Reproduce the following data verbatim, line by line, with no changes of any kind.

◆ INFORMATION PROVIDED

============

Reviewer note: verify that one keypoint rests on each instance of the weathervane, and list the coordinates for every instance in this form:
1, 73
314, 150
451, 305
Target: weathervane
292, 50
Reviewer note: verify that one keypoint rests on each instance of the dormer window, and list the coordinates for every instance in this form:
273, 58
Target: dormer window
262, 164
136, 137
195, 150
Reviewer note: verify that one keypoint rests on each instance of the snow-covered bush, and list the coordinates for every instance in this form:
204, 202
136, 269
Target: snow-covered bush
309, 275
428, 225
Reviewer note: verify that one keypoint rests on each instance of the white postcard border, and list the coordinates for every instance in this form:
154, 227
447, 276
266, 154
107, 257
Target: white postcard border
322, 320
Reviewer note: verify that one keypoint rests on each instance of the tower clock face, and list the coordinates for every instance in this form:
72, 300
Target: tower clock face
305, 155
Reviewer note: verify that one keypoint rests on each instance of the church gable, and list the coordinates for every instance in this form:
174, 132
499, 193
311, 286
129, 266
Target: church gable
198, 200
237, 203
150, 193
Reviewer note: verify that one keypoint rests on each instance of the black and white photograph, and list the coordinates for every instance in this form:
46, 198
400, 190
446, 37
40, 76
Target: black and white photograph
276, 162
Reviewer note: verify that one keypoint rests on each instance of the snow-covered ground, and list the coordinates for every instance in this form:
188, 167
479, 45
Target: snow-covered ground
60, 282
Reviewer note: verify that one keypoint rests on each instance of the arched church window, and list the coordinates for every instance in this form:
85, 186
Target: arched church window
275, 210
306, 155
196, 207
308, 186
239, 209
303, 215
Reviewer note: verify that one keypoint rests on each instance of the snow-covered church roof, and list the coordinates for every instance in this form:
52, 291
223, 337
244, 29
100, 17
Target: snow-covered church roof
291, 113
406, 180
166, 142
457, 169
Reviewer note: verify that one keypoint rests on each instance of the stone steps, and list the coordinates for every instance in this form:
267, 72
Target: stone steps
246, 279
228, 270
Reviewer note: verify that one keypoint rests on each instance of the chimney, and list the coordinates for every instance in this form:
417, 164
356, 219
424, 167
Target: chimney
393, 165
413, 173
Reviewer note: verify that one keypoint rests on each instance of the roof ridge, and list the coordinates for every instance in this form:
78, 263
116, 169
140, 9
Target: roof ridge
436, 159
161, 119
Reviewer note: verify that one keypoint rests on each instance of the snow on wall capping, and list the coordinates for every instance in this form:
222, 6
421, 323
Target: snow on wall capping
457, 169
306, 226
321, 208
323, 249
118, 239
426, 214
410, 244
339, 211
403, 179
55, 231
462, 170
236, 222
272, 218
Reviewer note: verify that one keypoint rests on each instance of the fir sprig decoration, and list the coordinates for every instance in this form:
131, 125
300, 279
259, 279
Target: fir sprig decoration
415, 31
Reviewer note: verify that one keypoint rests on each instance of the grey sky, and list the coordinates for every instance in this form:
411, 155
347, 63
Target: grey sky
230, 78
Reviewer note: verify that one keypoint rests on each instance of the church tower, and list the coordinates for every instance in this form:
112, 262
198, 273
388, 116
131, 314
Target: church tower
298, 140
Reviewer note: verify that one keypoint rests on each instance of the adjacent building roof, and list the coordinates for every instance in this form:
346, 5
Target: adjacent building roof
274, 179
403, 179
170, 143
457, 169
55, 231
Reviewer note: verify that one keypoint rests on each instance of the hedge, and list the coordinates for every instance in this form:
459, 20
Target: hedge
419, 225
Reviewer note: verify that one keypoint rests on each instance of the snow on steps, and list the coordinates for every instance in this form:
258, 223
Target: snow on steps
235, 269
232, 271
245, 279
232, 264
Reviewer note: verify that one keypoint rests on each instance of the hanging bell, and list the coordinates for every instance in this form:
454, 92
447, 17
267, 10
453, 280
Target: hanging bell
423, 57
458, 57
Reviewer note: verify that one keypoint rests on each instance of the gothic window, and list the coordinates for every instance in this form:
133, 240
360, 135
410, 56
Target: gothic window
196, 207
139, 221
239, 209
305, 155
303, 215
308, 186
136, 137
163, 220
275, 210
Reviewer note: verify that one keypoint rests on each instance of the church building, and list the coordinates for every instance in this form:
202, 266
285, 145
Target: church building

============

◆ CORRECT ANSWER
Reviewer note: verify that one keypoint rests on each instance of the weathervane, and list the coordinates for every instance in this form:
1, 73
314, 150
451, 305
Target: weathervane
292, 50
Reviewer note: verify that one keypoint rests on each instance of the dormer window, and list the coordinates for every instance in this form:
273, 58
Target: dormer window
262, 164
136, 137
195, 150
Reviewer note: verify that one keypoint rests on each instance of the snow-covered bush, and list the coordinates for every instance in this form:
204, 202
136, 269
Target: snow-covered bush
309, 275
428, 225
Reviewer note: verify that one keypoint rests on each instance of the white postcard border, and list the coordinates for every instance in this form:
154, 227
447, 276
266, 154
107, 257
Target: white postcard border
322, 320
Reviewer note: verify that one keypoint rests on each instance of the tower clock face, and list the coordinates for every instance in this form:
72, 300
Target: tower clock face
305, 155
Reviewer note: verify that one keypoint rests on each instance of the church gable, and list the coordinates for every instance in this form:
174, 132
499, 193
311, 286
129, 266
Target: church gable
198, 200
237, 203
150, 193
Reviewer note: verify that one keypoint rests on each instance of the black and white photograph, and list the coordinates for every instance in this form:
46, 198
400, 190
446, 37
40, 76
Target: black and white photograph
276, 162
Reviewer note: verify that one keypoint rests on each instance of the snow-covered ground, and list the coordinates for every instance in this form:
188, 167
479, 45
Target: snow-covered ground
60, 282
Reviewer note: verify that one keypoint rests on each instance of the arched church window, and list the coordinates for every instance in this form:
85, 186
Target: arched church window
275, 210
306, 155
196, 207
308, 186
239, 209
303, 215
Reviewer note: verify that one keypoint rests on each instance of the snow-covered church roof, and list the coordinates for every instance in this form:
52, 291
223, 337
244, 29
100, 17
Target: snow-covered church roof
291, 113
406, 180
166, 142
457, 169
Reviewer note: verify that one keypoint rests on each instance of the stone steps, and list the coordinates for every instance in this form:
267, 72
Target: stone steps
246, 279
228, 270
Reviewer note: verify that one keypoint rests on each instance of the chimney, and list the coordinates for every instance in this form:
417, 164
356, 219
424, 167
Target: chimney
393, 165
413, 173
Reviewer note: verify that one keypoint rests on each instance of the roof ridge, and list the coordinates for every instance in this form:
78, 263
116, 169
140, 9
Target: roof ridge
436, 159
161, 119
Reviewer note: verify that one keypoint rests on each instance of the snow on wall capping, and list the coordinates for every instance in this form:
222, 6
421, 323
Target: snow on wall capping
457, 169
306, 226
321, 208
323, 249
118, 239
426, 214
410, 244
339, 211
403, 179
55, 231
462, 170
236, 222
272, 218
Reviewer note: verify that one keypoint rests on each instance of the fir sprig decoration, and list the coordinates for every instance in this form:
131, 125
300, 279
259, 279
Target: fir sprig decoration
415, 31
Reviewer note: verify that one keypoint rests on each instance of the grey sky, and list the coordinates for every instance in this form:
411, 155
347, 63
Target: grey sky
230, 78
Reviewer note: verify that one keypoint rests on each instance of the church tower, and list the coordinates for every instance in this form:
112, 262
198, 273
388, 116
131, 314
Target: church tower
298, 140
Reviewer note: verify that one keypoint rests on each instance of the adjacent building roof, and list the coordinates for every instance in this form:
346, 5
Target: adjacent building roof
274, 179
403, 179
170, 143
457, 169
55, 231
Reviewer note: verify that one keypoint rests on each instance of the hedge, and list the coordinates for every instance in this form:
459, 20
Target: hedge
419, 225
Reviewer note: verify that one keypoint rests on each instance of the snow on steps, and list the coordinates for every instance in this form:
258, 223
Target: snow on steps
235, 269
232, 271
245, 279
232, 264
Reviewer note: verify that one keypoint rests on each instance of the hanging bell, and list the coordinates for every instance in this form:
454, 92
447, 17
267, 10
453, 280
Target: hanging bell
423, 57
458, 57
Reviewer note: verify that one keypoint rests on each instance of the gothic window, and list the coordinates for every instance in this form:
133, 240
360, 135
410, 56
Target: gothic window
196, 207
139, 221
239, 209
305, 155
303, 215
308, 186
136, 137
163, 220
275, 210
Reviewer note: verify that one keypoint rests on each instance of the church building, and list the coordinates for every instance in this form:
202, 266
285, 145
Target: church building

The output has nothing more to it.